BEGIN Material for this task

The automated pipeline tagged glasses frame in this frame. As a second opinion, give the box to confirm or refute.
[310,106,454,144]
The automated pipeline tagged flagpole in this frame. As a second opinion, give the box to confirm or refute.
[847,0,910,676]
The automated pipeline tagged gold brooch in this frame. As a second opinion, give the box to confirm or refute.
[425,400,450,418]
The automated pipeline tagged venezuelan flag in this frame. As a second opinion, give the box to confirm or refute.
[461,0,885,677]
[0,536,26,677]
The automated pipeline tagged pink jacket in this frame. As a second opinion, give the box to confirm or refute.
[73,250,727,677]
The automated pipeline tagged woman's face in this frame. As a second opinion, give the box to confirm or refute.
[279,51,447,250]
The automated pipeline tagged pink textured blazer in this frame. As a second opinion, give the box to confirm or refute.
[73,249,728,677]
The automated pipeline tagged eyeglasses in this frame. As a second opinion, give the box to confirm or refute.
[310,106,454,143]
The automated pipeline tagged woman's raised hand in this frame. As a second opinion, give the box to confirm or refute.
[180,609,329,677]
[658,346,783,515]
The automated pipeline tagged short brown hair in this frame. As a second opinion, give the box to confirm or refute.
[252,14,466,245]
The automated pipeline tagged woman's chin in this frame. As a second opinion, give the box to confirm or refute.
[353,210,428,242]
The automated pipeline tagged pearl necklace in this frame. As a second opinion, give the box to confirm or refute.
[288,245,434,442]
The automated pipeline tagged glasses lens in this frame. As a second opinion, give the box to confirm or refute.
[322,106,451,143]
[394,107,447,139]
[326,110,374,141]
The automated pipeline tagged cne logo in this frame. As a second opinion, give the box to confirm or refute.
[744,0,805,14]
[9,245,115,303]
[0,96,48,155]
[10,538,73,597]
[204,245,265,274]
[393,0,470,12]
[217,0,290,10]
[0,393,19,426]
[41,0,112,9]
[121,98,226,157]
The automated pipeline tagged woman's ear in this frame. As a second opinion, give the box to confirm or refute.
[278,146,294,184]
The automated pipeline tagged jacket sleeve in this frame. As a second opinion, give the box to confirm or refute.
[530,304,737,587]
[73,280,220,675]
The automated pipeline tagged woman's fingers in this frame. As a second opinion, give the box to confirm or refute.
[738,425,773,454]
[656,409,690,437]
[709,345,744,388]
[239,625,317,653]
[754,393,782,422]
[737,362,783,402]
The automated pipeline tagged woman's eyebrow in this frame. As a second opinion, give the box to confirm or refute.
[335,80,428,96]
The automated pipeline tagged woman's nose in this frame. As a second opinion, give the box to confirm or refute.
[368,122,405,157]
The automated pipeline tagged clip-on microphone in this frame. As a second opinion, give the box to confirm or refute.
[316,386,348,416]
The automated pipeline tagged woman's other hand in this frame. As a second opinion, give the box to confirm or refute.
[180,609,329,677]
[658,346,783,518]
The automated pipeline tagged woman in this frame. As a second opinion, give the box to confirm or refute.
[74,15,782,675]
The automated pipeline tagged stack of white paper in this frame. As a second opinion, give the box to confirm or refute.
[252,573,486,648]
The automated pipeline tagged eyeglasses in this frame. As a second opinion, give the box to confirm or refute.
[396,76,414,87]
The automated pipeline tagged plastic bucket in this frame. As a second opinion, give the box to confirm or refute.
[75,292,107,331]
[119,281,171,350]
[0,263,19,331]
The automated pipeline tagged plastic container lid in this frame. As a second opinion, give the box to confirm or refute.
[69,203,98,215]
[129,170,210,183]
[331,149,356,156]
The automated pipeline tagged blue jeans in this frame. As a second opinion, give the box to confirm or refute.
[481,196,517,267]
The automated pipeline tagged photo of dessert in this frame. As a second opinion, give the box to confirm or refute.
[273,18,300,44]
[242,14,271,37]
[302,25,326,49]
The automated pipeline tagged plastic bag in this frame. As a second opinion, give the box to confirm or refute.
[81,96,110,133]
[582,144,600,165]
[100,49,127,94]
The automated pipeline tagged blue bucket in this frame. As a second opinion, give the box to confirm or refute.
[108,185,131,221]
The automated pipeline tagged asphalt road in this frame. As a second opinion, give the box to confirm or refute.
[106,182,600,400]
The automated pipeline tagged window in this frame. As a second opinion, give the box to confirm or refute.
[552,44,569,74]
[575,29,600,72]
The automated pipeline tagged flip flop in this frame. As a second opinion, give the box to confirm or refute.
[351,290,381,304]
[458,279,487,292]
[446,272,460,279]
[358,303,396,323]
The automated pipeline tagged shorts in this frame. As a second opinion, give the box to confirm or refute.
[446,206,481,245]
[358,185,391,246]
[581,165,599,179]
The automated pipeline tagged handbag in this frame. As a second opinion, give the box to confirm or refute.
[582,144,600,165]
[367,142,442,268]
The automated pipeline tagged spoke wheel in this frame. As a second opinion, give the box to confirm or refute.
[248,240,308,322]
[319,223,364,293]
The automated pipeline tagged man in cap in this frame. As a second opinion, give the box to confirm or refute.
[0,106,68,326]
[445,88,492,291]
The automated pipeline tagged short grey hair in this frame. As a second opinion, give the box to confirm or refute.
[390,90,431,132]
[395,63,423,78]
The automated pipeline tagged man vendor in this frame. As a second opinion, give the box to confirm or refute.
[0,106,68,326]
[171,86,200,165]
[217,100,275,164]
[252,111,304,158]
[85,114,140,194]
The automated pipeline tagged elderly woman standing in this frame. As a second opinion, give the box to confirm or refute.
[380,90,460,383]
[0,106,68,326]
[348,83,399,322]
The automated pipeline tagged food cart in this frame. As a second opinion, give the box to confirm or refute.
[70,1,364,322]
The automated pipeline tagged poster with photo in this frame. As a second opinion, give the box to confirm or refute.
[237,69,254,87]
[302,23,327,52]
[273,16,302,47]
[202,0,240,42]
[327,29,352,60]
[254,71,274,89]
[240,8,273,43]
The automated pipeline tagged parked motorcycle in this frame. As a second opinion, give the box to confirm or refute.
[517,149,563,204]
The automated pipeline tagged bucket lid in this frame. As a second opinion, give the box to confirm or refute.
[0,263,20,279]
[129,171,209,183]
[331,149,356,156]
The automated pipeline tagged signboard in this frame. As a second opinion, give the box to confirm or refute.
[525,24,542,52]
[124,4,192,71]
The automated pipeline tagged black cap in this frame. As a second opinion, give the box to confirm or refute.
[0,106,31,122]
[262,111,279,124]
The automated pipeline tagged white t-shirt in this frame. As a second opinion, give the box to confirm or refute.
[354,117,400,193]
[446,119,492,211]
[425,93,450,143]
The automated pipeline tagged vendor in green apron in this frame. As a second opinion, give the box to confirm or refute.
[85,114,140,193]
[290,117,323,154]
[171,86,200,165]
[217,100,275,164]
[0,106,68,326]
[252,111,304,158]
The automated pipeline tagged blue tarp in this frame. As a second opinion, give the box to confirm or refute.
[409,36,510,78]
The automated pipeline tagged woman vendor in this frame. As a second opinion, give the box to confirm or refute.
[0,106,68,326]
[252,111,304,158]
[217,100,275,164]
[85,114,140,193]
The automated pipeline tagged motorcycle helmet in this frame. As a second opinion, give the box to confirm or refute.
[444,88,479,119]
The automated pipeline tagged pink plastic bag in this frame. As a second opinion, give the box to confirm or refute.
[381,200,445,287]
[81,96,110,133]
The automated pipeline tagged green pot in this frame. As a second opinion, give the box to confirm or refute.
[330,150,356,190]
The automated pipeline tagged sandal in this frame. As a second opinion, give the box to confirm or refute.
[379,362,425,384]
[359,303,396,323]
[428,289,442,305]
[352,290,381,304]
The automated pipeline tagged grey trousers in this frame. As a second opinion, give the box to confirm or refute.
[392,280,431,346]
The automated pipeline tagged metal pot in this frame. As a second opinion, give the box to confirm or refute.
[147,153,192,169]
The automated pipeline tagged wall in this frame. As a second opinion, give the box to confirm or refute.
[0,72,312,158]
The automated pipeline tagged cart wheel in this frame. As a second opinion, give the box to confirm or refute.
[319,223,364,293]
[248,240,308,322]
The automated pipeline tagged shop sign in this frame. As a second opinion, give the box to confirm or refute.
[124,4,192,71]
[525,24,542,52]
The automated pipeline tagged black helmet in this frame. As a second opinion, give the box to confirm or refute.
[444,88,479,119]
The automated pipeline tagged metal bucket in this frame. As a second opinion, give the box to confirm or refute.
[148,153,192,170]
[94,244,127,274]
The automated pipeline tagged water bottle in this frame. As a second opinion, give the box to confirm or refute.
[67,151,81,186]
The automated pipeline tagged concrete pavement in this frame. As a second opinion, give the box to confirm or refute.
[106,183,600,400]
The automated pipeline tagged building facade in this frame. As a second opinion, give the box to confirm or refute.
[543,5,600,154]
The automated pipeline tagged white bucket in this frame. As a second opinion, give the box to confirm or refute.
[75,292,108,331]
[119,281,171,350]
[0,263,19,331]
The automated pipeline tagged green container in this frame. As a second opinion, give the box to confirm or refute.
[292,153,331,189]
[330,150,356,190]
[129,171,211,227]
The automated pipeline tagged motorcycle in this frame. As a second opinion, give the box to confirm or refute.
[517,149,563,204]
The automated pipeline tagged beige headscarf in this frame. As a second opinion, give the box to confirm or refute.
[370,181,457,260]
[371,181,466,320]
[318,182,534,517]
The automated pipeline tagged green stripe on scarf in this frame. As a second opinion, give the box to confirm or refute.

END Material for this task

§ **Exercise requirements**
Retype the rows from the very first line through the line containing "[425,400,450,418]", including that line, with every character unchanged.

§ **The response**
The automated pipeline tagged glasses frame in this frame. As a second opinion, give the box to confirm or refute.
[310,106,454,144]
The automated pipeline tagged flagpole in this frame. As a second opinion, give the box to confirm or refute.
[847,0,910,676]
The automated pipeline tagged gold brooch in this frame. As a second opinion, give the box to confirm or refute.
[425,400,450,418]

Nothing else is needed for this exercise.